What is asked :: Copy every one of the items below word for word, keeping each line unchanged.

════════

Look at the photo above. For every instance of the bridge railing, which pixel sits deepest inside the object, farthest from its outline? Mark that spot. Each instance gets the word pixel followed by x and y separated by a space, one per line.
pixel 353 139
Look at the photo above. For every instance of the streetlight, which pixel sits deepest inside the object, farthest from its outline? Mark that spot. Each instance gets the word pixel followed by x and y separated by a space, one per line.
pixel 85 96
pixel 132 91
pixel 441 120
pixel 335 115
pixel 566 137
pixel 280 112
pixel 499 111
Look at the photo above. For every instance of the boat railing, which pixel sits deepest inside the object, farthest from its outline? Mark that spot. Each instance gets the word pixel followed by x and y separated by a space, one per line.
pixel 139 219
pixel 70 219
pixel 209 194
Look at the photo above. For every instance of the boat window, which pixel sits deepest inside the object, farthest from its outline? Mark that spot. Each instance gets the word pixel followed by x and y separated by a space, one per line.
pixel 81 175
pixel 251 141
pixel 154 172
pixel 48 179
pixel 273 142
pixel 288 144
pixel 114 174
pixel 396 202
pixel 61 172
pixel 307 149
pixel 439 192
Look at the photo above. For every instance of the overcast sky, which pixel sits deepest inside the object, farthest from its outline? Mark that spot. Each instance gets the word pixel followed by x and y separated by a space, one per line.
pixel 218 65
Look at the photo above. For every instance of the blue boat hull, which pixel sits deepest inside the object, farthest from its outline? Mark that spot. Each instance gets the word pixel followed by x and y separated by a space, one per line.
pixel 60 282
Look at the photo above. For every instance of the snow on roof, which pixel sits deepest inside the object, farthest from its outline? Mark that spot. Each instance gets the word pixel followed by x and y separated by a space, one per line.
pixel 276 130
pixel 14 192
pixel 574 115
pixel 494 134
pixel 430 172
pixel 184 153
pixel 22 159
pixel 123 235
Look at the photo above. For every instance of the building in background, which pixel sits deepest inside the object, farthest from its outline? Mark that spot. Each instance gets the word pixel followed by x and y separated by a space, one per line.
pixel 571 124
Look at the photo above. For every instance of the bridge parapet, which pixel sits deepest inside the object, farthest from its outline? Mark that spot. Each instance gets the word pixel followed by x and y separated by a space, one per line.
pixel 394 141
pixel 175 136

════════

Task result ::
Look at the photo above. For every instance of the bridge railing, which pixel sits deepest inside the object, farthest from its outline? Mark that spot. Each instance gets the word pixel followed by x and y separated by a space, one per line.
pixel 353 139
Look at the photo above. For every instance of the streetlight, which pixel sits deepest inside the object, farthest from its outline? Mark that spot. Each instance gets the word pixel followed by x and y separated by a space, one per line.
pixel 85 96
pixel 132 91
pixel 441 120
pixel 335 115
pixel 566 137
pixel 280 112
pixel 499 111
Look at the photo above. For every instance of the boat railing, which pixel sits deepest inside the object, farthest from its outline? Mark that spot. Each instance gets the word pixel followed by x and y separated by a space, one per line.
pixel 139 219
pixel 70 219
pixel 209 194
Look at the photo above. For every instance of the boat window, which pixel sits deepest inside the object, farthest from its outline? Mark that spot. Each instance gets the word pixel followed by x and y separated by a space, one per line.
pixel 81 175
pixel 251 141
pixel 154 172
pixel 48 179
pixel 273 142
pixel 288 144
pixel 114 174
pixel 396 202
pixel 61 172
pixel 307 149
pixel 439 192
Look at the photo above. For every instance of the overcast sky, which pixel sits deepest inside the object, farthest from its outline? Mark that spot. Each instance gets the word pixel followed by x and y separated by a space, one per line.
pixel 218 65
Look at the photo above. For every instance of the blue boat hull, which pixel sits deepest inside the object, farthest from its outline? Mark that spot. Each instance gets the word pixel followed by x and y separated by a space, one per line.
pixel 60 282
Look at the photo above. For every instance of the snow on roof, which pixel sits deepest inside the object, farthest from its outline? Mark that spot. Each instance gets the word pixel followed by x and y separated by a space, one per line.
pixel 276 130
pixel 14 192
pixel 574 115
pixel 494 134
pixel 430 172
pixel 184 153
pixel 22 159
pixel 123 235
Look at the photo above. For every instance of the building in background, which pixel sits deepest inside the object, farthest from its outline? Mark that spot. Each instance gets the word pixel followed by x and y separated by a space, one per line.
pixel 571 124
Look at the photo above. For every instance of the bridge parapet, which pixel sits deepest inside the object, farthest from its outline? Mark that spot. Each instance gets the word pixel followed by x and y separated by a space, one per line.
pixel 394 141
pixel 175 136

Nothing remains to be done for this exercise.